YOUR TASKS:
- 1) List the letters in the equation of the family of curves in the worked example on orthogonal trajectories.
- 2) Reproduce the stretch of the worked example on orthogonal trajectories from "Example. 4. Find" through "given family (1).".

TEXT PASSAGE:

Example. 4. Find the orthogonal trajectories of the family of carves \(x^{2 / 3}+y^{2 / 3}=a^{2 / 3}\), where ‘a’ is the parameter.
Solution.
Given equation of family of curves is x\(x^{2 / 3}+y^{2 / 3}=a^{2 / 3}\) …………………….(1)
Differentiating (1) w. r. t. \(x: \frac{2}{3} x^{-1 / 3}+\frac{2}{3} y^{-1 / 3} \frac{d y}{d x}=0\)
⇒ \(\Rightarrow x^{-1 / 3}+y^{-1 / 3} \frac{d y}{d x}=0 \Rightarrow x^{1 / 3} \frac{d y}{d x}+y^{1 / 3}=0\) ……………………….(2)
(2) is the differential equation of the given family (1).

SUPPLIED ENTRIES:
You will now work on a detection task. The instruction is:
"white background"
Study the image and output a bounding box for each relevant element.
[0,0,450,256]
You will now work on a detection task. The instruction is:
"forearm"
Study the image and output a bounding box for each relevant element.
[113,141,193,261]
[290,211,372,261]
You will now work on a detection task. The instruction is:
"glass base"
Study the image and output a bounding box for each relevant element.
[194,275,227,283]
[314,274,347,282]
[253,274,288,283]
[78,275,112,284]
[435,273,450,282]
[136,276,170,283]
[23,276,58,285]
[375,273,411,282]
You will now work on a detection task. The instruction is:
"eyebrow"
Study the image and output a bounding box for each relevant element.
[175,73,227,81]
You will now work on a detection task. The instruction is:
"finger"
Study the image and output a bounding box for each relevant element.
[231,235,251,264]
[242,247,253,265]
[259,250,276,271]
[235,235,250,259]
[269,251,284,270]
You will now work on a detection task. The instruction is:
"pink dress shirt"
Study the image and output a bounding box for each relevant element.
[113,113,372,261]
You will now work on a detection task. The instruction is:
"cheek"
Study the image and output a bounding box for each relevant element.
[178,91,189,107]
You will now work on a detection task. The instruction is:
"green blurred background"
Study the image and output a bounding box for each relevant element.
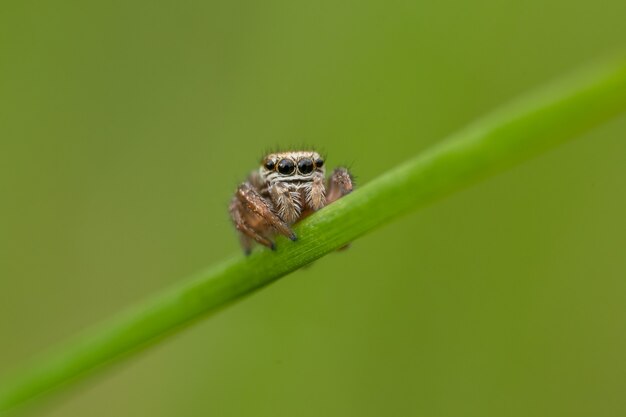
[0,0,626,417]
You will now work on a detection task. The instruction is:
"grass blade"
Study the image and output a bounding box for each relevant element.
[0,60,626,413]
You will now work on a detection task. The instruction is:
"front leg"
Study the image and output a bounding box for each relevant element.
[326,168,353,204]
[269,183,302,224]
[235,183,296,243]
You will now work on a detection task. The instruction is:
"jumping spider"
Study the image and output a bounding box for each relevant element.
[229,151,352,255]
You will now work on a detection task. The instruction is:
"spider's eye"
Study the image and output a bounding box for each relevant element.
[298,158,313,175]
[278,159,296,175]
[265,159,276,171]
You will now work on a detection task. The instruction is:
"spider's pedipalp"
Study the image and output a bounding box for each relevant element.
[306,172,326,211]
[269,182,302,224]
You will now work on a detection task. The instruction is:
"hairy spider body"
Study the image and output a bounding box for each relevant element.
[229,151,353,254]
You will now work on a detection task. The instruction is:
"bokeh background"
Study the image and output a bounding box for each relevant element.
[0,0,626,417]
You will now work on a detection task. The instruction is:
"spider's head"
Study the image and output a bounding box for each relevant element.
[260,151,325,182]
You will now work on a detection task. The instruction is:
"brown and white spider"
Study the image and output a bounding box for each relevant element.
[229,151,352,254]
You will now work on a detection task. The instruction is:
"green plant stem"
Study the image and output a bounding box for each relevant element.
[0,56,626,411]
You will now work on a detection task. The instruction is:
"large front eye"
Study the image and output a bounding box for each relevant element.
[298,158,313,175]
[278,159,296,175]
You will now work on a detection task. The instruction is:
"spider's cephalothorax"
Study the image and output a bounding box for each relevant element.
[230,151,352,254]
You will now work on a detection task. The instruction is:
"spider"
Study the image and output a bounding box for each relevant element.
[229,151,353,255]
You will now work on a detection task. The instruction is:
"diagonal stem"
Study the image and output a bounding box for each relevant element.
[0,55,626,413]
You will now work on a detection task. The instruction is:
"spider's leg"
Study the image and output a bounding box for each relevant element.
[326,168,353,204]
[229,198,274,255]
[269,183,302,224]
[235,183,296,240]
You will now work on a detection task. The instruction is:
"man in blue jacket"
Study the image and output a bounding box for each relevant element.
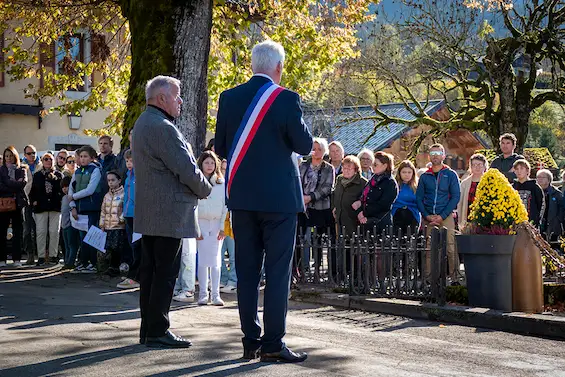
[416,144,461,281]
[214,41,312,362]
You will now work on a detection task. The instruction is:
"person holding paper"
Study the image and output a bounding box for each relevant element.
[132,76,212,348]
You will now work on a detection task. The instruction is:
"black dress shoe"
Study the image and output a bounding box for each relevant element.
[261,346,308,363]
[243,348,261,360]
[145,330,192,348]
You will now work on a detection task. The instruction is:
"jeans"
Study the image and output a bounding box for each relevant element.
[79,212,100,266]
[122,217,141,281]
[220,237,237,287]
[23,206,37,262]
[33,211,61,258]
[0,209,23,262]
[175,238,196,292]
[63,226,80,266]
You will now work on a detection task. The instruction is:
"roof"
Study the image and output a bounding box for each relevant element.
[304,100,443,154]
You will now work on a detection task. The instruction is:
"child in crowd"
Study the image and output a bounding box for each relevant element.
[61,176,80,270]
[69,145,103,273]
[198,151,227,306]
[512,159,545,228]
[117,149,141,289]
[100,171,127,276]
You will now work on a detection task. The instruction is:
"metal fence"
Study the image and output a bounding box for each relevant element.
[294,227,447,304]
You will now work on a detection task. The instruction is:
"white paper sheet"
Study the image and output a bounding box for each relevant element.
[71,215,88,232]
[131,233,142,243]
[83,226,106,253]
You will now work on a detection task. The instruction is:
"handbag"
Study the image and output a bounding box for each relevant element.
[0,198,17,212]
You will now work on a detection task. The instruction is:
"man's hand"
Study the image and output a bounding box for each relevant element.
[218,230,226,241]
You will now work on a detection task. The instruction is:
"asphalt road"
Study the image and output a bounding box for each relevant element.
[0,268,565,377]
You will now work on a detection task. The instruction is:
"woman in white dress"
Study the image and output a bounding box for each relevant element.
[198,151,228,306]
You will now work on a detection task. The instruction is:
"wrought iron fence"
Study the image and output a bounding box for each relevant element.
[294,227,447,304]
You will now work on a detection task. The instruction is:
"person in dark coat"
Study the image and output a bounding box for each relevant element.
[332,156,368,236]
[353,152,398,234]
[29,153,63,266]
[512,160,545,229]
[0,146,28,267]
[536,169,564,242]
[214,41,312,362]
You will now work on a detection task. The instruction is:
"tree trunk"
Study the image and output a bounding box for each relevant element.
[174,0,212,156]
[120,0,212,152]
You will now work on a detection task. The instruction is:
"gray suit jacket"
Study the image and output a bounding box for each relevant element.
[132,106,212,238]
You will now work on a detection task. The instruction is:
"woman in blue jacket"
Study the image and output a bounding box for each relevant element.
[392,160,421,234]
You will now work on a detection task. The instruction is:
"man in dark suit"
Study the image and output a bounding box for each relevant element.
[215,41,312,362]
[132,76,212,348]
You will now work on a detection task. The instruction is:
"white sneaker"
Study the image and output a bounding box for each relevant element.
[220,284,237,293]
[212,296,225,306]
[116,278,139,289]
[120,263,129,275]
[173,291,194,302]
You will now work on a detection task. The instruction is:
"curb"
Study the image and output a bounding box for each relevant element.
[292,291,565,340]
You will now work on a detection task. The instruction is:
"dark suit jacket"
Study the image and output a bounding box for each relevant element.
[214,76,312,213]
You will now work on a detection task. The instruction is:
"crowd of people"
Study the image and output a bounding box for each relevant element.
[0,130,565,288]
[296,133,565,280]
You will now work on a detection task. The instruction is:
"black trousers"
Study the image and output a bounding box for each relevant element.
[232,210,296,353]
[0,209,23,262]
[139,236,182,338]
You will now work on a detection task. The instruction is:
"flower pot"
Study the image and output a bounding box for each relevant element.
[456,234,516,312]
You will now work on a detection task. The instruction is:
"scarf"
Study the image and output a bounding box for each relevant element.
[361,173,390,206]
[341,172,361,187]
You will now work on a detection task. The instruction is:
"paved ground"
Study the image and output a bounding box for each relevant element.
[0,268,565,377]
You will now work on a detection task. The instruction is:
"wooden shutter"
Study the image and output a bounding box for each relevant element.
[0,32,5,88]
[39,41,57,88]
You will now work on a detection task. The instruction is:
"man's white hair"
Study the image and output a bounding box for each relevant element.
[357,148,375,164]
[536,169,553,183]
[251,41,285,73]
[145,76,180,102]
[313,137,328,156]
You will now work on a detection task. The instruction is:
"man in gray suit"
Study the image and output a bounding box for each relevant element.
[132,76,212,348]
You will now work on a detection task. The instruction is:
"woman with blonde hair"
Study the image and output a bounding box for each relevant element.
[457,153,488,230]
[392,160,422,234]
[198,150,228,306]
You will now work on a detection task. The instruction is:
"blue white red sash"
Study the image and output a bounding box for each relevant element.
[226,81,284,198]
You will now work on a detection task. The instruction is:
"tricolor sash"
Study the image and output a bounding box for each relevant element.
[226,81,284,198]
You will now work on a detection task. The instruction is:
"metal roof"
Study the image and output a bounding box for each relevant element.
[304,100,443,154]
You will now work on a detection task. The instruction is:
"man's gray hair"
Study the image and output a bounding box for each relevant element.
[145,76,180,102]
[314,137,328,156]
[536,169,553,183]
[357,148,375,164]
[251,41,285,73]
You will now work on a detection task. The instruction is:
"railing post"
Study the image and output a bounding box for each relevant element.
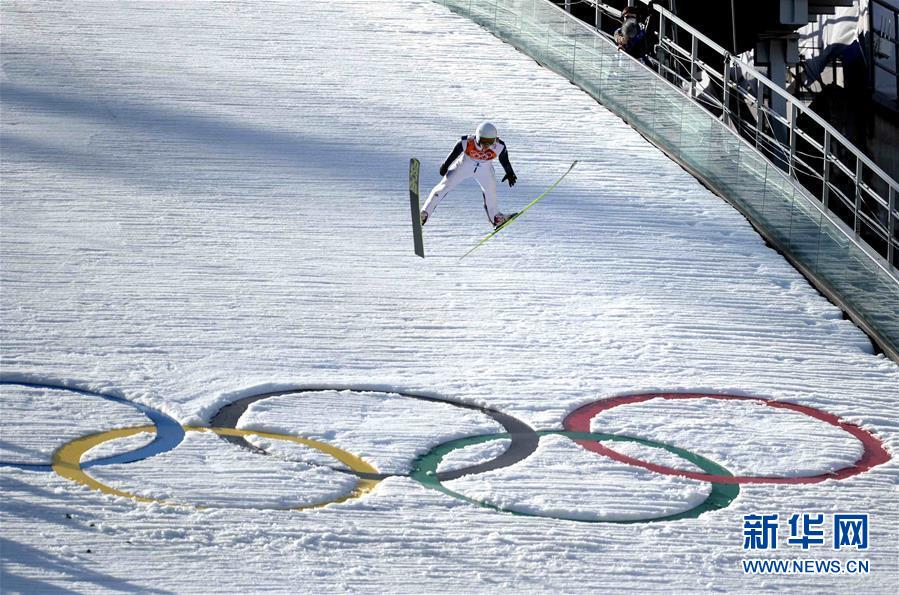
[887,184,899,266]
[790,100,799,178]
[821,128,830,211]
[892,9,899,100]
[853,155,862,235]
[690,35,699,97]
[755,79,765,149]
[721,54,730,124]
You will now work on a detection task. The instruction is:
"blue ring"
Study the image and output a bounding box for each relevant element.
[0,380,184,471]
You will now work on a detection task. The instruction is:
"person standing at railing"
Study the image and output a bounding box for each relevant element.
[613,6,650,65]
[421,122,518,227]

ANSWERS FOR THE TASKS:
- 1) x, y, a

- 2)
Example. 4. Find the orthogonal trajectories of the family of carves \(x^{2 / 3}+y^{2 / 3}=a^{2 / 3}\), where ‘a’ is the parameter.
Solution.
Given equation of family of curves is x\(x^{2 / 3}+y^{2 / 3}=a^{2 / 3}\) …………………….(1)
Differentiating (1) w. r. t. \(x: \frac{2}{3} x^{-1 / 3}+\frac{2}{3} y^{-1 / 3} \frac{d y}{d x}=0\)
⇒ \(\Rightarrow x^{-1 / 3}+y^{-1 / 3} \frac{d y}{d x}=0 \Rightarrow x^{1 / 3} \frac{d y}{d x}+y^{1 / 3}=0\) ……………………….(2)
(2) is the differential equation of the given family (1).